## DOCUMENT EXTRACT

>> begin

He talks of a poor woman in one of the districts in Delaware County who spoke to him about high taxes that took 41% of her income to pay. She did want to pay it, but it was a huge burden to pay that real estate tax bill. He says these things happen, while in the wealthy districts, those that can afford to pay more do not.

He would like to see education funded by the state. He believes that "All Children Should Have the Opportunity to Succeed." Notice that he does not say that we can guarantee success for all children, but we must give them an opportunity. The way things are now, Wally says, does not work and must be changed.



BUDGET ANALYSIS ON WEBSITE

The 2000-2001 State Education Budget Analysis can be found on our website www.parss.org. For any questions that you might have on the state budget, please reply to the email button on the PARSS website.


AND WHO IS THIS MAN?

YOUR MISSION

Identify this man. Do you know him? Does he resemble someone you know? Is he friend or foe? Think you have the answer - email Arnold Hillman at arnold@parss.org. So far, he's the only one who knows!


JOE SAYS . . .RUMBINGS OF CHANGE

Well, I chose the title, now I have to define it. So there are rumblings, but what kind? Choose the wrong metaphor and I convey the wrong image.
Stomach . . . thunder . . . bowling ball . . . train? Yes, I'll go with train rumblings, because when you hear them, you know something is really coming down the tracks. It may not be fast, but it will be powerful, and will accomplish its task: "I think I can, I think I can."

>> end

## THE INPUT
>> begin

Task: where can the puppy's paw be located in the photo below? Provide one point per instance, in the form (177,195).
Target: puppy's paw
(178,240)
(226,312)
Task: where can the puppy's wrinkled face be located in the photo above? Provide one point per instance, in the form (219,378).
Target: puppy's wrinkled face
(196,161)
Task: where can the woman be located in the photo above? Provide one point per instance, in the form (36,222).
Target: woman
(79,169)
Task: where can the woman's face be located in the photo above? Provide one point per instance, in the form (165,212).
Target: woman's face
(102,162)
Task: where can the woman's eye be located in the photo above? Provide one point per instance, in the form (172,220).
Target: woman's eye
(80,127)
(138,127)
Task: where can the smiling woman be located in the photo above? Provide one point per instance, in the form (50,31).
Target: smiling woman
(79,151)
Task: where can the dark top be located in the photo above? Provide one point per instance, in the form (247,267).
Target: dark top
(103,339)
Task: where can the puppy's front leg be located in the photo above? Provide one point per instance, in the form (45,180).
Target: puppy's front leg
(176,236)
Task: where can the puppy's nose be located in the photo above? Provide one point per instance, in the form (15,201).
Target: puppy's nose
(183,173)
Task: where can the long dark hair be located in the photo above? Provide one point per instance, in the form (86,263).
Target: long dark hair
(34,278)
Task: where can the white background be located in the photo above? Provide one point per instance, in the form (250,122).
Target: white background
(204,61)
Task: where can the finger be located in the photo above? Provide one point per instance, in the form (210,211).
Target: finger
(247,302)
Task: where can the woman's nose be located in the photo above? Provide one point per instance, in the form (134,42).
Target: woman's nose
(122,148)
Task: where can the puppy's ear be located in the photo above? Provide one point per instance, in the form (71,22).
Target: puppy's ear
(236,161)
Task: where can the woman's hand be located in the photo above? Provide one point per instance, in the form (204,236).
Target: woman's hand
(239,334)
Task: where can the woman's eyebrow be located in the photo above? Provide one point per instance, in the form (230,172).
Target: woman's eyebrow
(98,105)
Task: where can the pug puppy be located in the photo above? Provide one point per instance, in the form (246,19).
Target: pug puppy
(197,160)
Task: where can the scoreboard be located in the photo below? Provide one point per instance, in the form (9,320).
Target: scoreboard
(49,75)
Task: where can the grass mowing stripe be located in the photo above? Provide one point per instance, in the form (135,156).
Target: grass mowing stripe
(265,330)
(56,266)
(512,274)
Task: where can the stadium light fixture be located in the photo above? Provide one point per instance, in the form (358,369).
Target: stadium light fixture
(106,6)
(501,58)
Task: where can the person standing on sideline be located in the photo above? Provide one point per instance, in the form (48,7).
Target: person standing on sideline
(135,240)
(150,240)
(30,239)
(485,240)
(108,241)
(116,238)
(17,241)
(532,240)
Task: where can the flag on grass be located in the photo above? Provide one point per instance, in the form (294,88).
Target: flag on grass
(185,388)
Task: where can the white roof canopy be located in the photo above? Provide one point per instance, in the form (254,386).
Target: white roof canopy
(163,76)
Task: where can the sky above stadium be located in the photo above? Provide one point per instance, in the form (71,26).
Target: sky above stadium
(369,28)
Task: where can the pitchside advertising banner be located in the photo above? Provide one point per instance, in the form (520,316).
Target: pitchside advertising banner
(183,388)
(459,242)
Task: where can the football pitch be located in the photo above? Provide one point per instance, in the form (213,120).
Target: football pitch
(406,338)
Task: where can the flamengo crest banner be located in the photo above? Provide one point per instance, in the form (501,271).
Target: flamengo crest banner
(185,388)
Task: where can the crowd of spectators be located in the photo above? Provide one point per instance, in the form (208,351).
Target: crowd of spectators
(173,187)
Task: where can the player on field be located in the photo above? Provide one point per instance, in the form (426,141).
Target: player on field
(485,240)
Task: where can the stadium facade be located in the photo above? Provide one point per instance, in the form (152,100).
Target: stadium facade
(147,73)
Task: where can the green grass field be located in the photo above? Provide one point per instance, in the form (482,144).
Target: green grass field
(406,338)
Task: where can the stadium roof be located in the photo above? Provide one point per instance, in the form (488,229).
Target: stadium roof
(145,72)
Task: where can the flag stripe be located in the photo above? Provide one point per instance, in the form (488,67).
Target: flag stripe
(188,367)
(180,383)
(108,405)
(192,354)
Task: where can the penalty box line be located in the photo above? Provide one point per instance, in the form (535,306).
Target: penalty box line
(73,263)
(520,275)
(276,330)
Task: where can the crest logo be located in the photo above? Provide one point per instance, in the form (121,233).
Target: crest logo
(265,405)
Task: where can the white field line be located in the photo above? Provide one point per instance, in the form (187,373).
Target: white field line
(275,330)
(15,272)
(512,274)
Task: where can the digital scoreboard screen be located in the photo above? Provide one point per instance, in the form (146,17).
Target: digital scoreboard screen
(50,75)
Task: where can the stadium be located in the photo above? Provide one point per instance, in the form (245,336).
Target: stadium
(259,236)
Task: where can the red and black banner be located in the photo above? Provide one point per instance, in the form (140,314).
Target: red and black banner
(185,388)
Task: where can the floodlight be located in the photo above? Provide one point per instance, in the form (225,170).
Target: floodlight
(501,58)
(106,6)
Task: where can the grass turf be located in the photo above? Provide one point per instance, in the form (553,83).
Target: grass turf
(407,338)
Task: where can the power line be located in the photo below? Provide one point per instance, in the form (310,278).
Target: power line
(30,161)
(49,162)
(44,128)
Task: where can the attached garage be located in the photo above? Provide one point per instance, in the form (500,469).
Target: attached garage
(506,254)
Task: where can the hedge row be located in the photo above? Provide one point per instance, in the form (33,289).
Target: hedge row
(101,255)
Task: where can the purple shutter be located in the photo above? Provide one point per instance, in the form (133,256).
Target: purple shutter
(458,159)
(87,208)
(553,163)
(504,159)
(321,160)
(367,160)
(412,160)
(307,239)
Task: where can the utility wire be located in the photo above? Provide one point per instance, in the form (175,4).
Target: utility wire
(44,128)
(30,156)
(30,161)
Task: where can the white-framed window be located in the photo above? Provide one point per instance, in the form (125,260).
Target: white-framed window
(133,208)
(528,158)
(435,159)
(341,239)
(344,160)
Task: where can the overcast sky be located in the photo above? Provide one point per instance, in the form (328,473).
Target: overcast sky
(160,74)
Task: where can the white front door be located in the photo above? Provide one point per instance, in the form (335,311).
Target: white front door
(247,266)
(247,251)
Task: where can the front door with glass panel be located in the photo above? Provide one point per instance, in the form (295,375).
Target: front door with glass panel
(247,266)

>> end

## DIRECTIVES
1. Show every line of the records that contains the string "window".
2. Write the next part of the PARSS newsletter, picking up after its last sentence.
The records bear no relation to the PARSS newsletter.

## ANSWERS BELOW
1.
Task: where can the white-framed window be located in the photo above? Provide one point per instance, in the form (125,260).
Target: white-framed window

2.
I've written before about the renewed hope many of us in PARSS feel about the possibilities of progress in school funding and tax reform. That continues to grow and many of you are an active part of it. Those of us who work for PARSS have to make sure, through this newsletter and the website, that you are kept abreast of what is going on in that arena.

For this issue I'd like to tell you of the changes taking place within PARSS itself. For many years the equity suit served as the raison d'etre of the organization. Anything else we did was ancillary. Although equity and funding reform remain as major goals, the PARSS Board of Directors felt we needed to work on a broader agenda of programs and services, and that we should attempt to plan them out into a multi-year future, rather than year to year.

Last fall the Board commissioned the firm of Bright Futures Unlimited to conduct a number of focus groups around the state with teams from member districts. The purpose was to gain information about district and school level needs, and to determine if PARSS could play a role in meeting those needs.
This work is now completed, and we are working with Bright Futures to determine goals, priorities, costs, methods of service delivery etc. Once we have accomplished this, we will move to action planning. I hope that by October we will be able to set the product of this work before the membership.

RETURN TO LEECHBURG

Businesses and schools in Armstrong County are collaborating to educate their residents on the effects of inequitable and inadequate school funding on the community.

The Apollo-Ridge, Armstrong, Freeport Area and Leechburg Area School Districts and Lenape Vocational-Technical School, along with the Armstrong County and StrongLand Chambers of Commerce and PARSS are sponsoring community meetings with Tim Potts, director of the Pennsylvania School Reform Network, who will talk about how students and taxpayers in rural Pennsylvania are disadvantaged by the current state funding system and about current proposals being considered in Harrisburg to change it.

Potts will appear on "Talk of the Town with Jack Heim," a local cable television show in Kittanning on the evening of June 27. On the 28th, he will speak to businesspeople at a luncheon at Kenny B's in West Kittanning at 11:30 and then to members of the general public at an open meeting at Leechburg High School at 7:15. This event will be preceded by a public reception at the school district cafeteria at 6:30. Potts will also be meeting with the editorial boards of local newspapers.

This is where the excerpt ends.